**GIVEN RECORDS**
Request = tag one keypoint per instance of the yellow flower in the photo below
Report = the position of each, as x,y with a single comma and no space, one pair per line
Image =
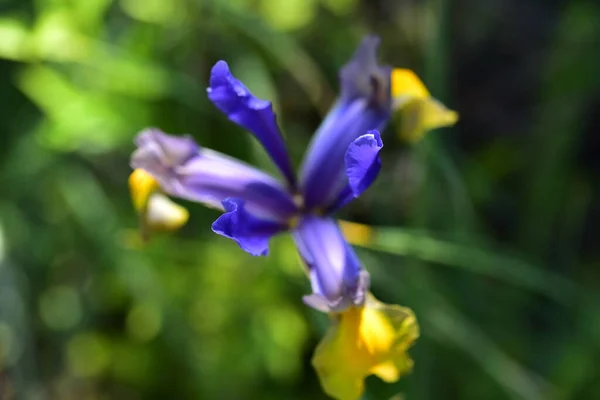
156,211
419,112
368,340
357,234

**PROBLEM TO WORK ON**
Can you rewrite the material above with "yellow flower" replaced by "white flower" and everything else unchanged? Leave the pictures out of your answer.

**TASK OUTPUT**
Request = tag one keypoint per instance of the white flower in the photo below
Report = the position of each, as x,y with a single comma and no space, one pair per line
Image =
156,211
419,112
368,340
357,234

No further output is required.